Testo fornito:
>>>

Cardiff, Natale di sangue: il caso Dylan Thomas e l’omicidio del migliore amico

Una tragedia annunciata: amicizia, solitudine, disagio mentale e un omicidio brutale che sconvolge il Galles e solleva interrogativi sulla salute mentale giovanile.

Dylan Thomas

È la Vigilia di Natale del 2023, quando il centralino d’emergenza britannico riceve una telefonata glaciale: “Il mio amico è morto”, afferma una voce giovane ma disturbata. È Dylan Thomas, 23 anni, visibilmente scosso, che pochi minuti prima ha brutalmente ucciso il suo migliore amico e coinquilino, Will Bush, nella loro casa di Cardiff. In sottofondo, le urla straziate della nonna di Dylan. È l’inizio di una tragedia che scuoterà profondamente il Galles e farà luce su una lunga catena di segnali ignorati.

<<<

Ripeti integralmente il testo qui sopra sul caso Dylan Thomas, senza alcuna modifica.

Righe fornite:
>>>

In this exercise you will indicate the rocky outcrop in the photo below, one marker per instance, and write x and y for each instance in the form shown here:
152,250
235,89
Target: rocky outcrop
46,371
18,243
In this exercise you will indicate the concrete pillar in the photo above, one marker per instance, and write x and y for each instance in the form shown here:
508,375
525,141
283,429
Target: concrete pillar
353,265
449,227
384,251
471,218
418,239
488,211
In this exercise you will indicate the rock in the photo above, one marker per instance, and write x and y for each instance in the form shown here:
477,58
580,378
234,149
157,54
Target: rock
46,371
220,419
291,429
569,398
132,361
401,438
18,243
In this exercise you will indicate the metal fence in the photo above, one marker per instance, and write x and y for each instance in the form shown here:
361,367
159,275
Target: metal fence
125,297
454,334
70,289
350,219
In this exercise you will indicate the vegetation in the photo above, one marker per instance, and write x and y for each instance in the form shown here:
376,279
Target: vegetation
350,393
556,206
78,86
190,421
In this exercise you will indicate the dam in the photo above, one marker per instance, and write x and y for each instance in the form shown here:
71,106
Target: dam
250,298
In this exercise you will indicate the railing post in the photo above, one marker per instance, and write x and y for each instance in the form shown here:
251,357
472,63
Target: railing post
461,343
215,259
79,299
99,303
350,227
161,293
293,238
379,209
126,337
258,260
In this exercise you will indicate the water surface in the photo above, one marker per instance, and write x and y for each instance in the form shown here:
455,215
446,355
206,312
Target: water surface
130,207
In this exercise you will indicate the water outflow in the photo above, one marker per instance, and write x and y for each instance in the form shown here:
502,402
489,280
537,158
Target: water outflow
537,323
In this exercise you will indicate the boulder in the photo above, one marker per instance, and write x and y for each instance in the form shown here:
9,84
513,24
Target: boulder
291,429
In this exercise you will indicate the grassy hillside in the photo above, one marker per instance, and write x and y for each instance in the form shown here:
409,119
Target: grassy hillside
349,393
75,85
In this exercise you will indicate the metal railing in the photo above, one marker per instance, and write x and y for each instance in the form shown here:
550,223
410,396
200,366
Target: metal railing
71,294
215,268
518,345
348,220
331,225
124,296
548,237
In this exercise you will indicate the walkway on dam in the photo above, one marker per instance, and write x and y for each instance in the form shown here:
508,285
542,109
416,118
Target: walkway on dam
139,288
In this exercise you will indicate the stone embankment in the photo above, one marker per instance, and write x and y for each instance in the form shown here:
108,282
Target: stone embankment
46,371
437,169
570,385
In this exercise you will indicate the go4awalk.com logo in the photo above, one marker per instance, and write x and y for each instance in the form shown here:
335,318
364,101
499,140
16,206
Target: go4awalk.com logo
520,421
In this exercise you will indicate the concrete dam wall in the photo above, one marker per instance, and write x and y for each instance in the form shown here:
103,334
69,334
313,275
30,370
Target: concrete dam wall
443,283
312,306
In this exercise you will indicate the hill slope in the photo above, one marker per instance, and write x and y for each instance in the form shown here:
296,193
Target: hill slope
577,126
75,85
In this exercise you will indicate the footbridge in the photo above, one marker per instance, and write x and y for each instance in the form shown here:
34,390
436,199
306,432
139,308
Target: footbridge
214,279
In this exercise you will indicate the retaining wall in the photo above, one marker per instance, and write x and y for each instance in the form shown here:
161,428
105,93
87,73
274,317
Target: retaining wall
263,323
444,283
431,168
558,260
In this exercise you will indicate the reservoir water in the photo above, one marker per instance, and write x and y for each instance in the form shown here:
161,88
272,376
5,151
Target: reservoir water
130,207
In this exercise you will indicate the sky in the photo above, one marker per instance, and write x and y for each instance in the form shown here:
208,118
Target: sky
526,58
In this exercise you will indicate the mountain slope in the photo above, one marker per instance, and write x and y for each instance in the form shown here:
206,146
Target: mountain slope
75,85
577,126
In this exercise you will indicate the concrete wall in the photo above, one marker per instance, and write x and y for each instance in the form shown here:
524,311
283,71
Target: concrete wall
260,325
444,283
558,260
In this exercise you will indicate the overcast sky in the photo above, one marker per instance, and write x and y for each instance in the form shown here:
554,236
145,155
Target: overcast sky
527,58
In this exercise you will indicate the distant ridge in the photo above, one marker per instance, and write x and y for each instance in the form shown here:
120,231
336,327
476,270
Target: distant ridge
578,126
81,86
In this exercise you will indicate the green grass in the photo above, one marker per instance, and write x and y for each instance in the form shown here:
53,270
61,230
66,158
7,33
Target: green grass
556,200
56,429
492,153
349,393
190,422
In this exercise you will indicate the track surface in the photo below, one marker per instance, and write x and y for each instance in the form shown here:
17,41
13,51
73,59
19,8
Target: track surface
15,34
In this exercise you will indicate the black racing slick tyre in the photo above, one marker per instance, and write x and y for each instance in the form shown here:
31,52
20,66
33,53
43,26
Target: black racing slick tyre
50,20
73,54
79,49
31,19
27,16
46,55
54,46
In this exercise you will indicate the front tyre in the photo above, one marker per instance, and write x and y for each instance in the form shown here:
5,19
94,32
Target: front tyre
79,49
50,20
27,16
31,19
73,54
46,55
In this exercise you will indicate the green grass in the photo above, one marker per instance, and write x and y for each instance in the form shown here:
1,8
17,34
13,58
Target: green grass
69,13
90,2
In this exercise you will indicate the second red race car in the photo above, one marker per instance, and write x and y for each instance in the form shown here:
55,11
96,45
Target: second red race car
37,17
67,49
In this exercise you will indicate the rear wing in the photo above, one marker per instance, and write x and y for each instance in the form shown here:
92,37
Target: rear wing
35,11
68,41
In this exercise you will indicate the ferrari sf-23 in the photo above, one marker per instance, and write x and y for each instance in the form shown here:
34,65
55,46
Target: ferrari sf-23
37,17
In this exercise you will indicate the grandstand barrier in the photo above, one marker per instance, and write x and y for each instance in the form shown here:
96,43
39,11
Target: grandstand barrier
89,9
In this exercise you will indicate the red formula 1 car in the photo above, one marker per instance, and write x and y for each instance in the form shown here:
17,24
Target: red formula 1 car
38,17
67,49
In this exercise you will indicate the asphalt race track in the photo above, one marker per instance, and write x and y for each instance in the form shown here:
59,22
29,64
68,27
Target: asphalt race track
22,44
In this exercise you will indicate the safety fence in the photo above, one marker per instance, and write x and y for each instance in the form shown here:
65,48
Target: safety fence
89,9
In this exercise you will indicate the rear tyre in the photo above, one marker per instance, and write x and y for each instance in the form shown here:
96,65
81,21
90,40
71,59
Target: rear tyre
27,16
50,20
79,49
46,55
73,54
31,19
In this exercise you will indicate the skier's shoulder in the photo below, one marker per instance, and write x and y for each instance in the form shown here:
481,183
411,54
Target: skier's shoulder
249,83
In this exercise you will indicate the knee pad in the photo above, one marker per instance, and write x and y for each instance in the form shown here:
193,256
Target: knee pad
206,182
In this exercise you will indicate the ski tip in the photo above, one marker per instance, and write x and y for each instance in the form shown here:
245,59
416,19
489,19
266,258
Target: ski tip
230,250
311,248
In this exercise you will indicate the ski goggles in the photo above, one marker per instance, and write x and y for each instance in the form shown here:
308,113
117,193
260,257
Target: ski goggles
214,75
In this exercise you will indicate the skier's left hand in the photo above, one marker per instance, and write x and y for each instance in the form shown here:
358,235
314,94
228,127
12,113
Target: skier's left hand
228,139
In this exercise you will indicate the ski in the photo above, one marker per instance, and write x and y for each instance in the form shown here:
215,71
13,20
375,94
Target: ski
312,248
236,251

<<<

Risposta scritta:
Cardiff, Natale di sangue: il caso Dylan Thomas e l’omicidio del migliore amico

Una tragedia annunciata: amicizia, solitudine, disagio mentale e un omicidio brutale che sconvolge il Galles e solleva interrogativi sulla salute mentale giovanile.

Dylan Thomas

È la Vigilia di Natale del 2023, quando il centralino d’emergenza britannico riceve una telefonata glaciale: “Il mio amico è morto”, afferma una voce giovane ma disturbata. È Dylan Thomas, 23 anni, visibilmente scosso, che pochi minuti prima ha brutalmente ucciso il suo migliore amico e coinquilino, Will Bush, nella loro casa di Cardiff. In sottofondo, le urla straziate della nonna di Dylan. È l’inizio di una tragedia che scuoterà profondamente il Galles e farà luce su una lunga catena di segnali ignorati.